Written request:
Give the lines of the records as a JSON list of strings, one string per line and blank lines left out, starting at the line that contains "locate cathedral facade --src above" and ending at the line that contains "[83,221,231,246]".

Items stored from a collection:
[start]
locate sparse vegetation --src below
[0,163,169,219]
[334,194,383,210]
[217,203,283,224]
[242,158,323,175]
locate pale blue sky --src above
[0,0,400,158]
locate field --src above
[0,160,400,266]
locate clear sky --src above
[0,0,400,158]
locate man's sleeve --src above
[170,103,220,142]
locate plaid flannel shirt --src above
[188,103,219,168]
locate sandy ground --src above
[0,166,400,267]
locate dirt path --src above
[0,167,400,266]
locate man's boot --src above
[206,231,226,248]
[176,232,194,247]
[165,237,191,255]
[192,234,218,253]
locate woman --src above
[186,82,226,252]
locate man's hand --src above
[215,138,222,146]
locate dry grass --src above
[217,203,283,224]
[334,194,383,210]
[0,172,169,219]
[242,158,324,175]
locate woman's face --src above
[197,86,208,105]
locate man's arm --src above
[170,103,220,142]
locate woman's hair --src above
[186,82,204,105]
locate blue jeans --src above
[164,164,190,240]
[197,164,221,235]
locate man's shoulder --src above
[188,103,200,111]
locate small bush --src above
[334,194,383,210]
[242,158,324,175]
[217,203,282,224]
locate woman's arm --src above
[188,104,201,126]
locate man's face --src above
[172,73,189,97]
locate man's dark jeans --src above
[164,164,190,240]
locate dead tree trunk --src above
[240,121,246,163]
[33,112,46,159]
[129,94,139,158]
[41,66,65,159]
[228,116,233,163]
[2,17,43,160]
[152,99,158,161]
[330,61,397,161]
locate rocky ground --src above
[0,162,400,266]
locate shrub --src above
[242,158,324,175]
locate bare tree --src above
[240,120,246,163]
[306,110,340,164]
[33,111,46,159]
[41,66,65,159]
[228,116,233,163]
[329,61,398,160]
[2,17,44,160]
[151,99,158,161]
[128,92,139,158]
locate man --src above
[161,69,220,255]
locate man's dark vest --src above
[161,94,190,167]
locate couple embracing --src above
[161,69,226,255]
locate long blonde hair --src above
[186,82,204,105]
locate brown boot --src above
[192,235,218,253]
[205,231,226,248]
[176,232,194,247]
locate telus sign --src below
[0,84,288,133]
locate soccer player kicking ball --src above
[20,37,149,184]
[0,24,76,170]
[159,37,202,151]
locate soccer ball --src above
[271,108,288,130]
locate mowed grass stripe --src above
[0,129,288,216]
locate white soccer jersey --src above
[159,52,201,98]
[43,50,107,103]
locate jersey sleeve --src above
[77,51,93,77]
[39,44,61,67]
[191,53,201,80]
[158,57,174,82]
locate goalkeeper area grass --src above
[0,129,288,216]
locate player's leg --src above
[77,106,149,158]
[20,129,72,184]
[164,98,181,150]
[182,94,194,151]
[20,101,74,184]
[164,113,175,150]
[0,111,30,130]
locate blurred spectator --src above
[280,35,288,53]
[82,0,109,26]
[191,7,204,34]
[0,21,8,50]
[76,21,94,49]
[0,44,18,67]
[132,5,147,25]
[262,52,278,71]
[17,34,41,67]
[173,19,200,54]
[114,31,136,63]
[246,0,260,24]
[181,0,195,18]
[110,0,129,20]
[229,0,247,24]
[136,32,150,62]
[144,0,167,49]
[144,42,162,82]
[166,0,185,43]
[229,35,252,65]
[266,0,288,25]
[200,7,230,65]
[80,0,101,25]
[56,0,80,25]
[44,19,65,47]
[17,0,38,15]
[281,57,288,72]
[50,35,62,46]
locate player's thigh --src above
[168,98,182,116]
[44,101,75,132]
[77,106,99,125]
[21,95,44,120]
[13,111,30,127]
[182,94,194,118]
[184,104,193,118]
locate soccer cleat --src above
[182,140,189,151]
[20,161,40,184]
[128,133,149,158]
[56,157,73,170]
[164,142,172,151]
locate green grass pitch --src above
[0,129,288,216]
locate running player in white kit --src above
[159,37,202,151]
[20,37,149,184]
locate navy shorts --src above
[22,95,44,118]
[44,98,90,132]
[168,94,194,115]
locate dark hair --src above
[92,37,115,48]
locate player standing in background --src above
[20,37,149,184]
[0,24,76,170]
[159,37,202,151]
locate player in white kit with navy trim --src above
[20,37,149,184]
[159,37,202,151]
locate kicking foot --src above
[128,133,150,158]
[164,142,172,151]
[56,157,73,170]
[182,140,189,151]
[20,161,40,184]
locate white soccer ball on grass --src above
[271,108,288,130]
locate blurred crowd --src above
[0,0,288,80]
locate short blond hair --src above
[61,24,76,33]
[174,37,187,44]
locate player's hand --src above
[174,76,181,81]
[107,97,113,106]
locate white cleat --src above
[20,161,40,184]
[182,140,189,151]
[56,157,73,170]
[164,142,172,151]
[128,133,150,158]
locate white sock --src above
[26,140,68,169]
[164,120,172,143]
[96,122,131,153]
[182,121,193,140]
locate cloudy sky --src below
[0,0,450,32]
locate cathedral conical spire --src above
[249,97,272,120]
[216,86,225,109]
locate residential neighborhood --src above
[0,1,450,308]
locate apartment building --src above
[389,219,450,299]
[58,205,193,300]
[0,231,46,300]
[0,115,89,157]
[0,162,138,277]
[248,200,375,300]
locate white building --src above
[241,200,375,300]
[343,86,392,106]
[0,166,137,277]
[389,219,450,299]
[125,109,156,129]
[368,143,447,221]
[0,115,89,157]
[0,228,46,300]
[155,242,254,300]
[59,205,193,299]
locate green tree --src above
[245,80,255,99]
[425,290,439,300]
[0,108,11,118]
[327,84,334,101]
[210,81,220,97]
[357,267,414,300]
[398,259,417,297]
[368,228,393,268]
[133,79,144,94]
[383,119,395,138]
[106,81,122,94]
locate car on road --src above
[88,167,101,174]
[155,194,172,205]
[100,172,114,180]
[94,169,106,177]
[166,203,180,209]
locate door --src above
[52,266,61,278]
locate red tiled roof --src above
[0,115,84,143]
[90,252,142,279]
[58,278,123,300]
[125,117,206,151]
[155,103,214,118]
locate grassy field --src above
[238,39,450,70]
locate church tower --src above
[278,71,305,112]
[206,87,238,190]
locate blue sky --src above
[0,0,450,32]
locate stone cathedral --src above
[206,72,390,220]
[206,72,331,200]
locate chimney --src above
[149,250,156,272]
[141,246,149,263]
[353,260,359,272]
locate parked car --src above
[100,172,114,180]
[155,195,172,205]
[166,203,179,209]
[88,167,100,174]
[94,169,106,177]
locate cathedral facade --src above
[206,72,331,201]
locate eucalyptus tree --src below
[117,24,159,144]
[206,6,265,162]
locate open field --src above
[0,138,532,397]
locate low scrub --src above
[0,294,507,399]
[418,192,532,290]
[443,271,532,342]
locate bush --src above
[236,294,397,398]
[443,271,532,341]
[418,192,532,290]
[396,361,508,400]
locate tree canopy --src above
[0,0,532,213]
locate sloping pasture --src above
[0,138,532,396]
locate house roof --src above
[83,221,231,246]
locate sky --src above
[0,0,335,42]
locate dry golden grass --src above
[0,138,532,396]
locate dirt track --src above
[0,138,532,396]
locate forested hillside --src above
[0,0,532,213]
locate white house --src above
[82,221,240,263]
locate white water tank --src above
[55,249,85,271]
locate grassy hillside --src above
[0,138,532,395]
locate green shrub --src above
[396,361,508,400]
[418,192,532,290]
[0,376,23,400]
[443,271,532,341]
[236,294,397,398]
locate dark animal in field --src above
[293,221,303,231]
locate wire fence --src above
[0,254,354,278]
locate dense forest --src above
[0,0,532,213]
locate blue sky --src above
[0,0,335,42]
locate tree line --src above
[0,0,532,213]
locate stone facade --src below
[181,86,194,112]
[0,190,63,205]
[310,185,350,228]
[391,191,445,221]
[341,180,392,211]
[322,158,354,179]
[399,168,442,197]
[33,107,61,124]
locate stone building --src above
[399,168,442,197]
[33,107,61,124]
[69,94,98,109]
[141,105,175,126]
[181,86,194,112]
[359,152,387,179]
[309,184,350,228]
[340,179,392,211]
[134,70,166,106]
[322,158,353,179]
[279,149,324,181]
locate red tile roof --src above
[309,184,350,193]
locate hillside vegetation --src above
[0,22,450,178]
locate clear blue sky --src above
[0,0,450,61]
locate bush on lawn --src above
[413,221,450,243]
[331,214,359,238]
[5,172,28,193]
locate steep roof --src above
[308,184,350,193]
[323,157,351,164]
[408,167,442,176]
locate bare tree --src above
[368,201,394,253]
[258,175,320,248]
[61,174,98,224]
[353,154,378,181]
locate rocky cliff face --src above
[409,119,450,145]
[end]
Response:
[
  "locate cathedral facade --src above",
  "[206,72,331,201]",
  "locate eucalyptus tree --src below",
  "[117,24,159,144]",
  "[206,6,265,162]",
  "locate open field --src above",
  "[0,138,532,397]",
  "locate low scrub --src above",
  "[0,294,507,399]",
  "[418,192,532,290]",
  "[443,271,532,342]",
  "locate bush --src above",
  "[236,294,397,398]",
  "[443,271,532,341]",
  "[418,192,532,290]",
  "[396,361,508,400]",
  "locate tree canopy --src above",
  "[0,0,532,213]",
  "locate sloping pasture --src above",
  "[0,138,532,396]",
  "locate house roof --src above",
  "[83,221,231,246]"
]